◆ **WHAT YOU WILL DO**
Every line of the data that contains the string "bare" must be copied.

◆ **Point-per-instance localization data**
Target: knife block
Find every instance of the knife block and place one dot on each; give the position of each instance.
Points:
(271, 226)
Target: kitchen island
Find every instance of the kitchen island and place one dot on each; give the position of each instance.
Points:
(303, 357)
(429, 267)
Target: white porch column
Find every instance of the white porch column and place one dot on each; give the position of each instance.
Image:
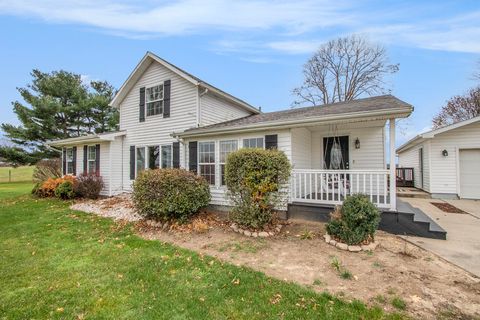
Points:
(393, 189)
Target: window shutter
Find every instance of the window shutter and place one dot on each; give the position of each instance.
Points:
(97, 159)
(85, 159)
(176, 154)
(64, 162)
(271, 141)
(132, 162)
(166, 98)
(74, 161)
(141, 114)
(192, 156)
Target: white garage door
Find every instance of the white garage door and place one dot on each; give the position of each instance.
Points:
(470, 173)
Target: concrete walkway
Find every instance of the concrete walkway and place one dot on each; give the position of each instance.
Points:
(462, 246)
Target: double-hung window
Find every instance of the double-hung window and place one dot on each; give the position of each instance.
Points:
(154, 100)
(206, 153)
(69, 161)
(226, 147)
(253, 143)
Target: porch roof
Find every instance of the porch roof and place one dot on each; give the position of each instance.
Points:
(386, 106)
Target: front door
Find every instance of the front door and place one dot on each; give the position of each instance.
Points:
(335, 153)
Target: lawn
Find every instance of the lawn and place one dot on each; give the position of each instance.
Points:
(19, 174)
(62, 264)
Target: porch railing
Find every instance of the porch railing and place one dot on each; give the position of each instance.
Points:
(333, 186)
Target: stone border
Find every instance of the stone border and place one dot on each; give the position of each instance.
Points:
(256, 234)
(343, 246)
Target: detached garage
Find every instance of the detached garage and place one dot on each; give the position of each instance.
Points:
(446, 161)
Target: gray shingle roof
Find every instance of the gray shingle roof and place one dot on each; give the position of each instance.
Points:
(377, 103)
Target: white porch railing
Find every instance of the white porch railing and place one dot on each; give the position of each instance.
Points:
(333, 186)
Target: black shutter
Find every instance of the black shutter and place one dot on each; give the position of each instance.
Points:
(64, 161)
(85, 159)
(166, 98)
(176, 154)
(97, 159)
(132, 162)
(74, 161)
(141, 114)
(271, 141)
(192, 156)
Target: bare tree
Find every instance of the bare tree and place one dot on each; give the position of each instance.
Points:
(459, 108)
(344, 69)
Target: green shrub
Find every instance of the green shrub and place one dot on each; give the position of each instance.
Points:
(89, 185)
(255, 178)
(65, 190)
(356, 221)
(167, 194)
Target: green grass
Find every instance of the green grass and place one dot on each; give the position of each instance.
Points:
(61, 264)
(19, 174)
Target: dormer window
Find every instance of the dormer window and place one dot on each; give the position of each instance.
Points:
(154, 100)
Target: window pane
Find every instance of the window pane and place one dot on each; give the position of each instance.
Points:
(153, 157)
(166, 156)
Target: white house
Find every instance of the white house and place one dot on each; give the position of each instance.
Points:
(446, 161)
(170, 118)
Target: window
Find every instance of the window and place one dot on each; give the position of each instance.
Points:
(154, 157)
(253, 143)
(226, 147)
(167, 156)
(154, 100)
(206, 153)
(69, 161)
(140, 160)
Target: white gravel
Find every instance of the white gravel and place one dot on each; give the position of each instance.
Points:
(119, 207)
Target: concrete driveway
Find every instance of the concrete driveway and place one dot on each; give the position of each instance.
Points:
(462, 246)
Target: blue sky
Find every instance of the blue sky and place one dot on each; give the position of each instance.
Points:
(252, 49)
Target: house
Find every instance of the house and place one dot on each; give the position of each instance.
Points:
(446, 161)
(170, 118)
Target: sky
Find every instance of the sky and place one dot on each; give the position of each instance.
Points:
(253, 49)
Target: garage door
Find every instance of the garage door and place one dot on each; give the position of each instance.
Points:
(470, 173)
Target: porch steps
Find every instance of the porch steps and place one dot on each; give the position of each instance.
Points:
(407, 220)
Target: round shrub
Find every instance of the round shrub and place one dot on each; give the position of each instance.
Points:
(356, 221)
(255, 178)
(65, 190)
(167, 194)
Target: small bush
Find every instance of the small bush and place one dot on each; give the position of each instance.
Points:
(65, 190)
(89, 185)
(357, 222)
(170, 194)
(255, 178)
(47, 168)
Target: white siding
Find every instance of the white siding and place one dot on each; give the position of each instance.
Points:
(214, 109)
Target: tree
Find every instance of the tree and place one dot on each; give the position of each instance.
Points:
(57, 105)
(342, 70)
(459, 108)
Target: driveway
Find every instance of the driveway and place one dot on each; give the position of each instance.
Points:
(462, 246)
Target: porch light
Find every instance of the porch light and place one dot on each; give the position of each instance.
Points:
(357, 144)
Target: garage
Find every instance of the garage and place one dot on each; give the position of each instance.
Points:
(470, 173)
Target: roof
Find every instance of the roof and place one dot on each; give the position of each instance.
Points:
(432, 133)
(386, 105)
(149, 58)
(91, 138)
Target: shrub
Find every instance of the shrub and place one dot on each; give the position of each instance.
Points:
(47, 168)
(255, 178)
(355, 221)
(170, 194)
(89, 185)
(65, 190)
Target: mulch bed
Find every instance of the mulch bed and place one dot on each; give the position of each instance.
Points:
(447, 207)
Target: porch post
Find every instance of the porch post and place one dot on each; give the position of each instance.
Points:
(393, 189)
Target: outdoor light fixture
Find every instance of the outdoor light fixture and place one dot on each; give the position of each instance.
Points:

◆ **RESPONSE TO THIS TASK**
Target: bare tree
Find every instance of the bare tree and place one dot on each; give the position of each instance.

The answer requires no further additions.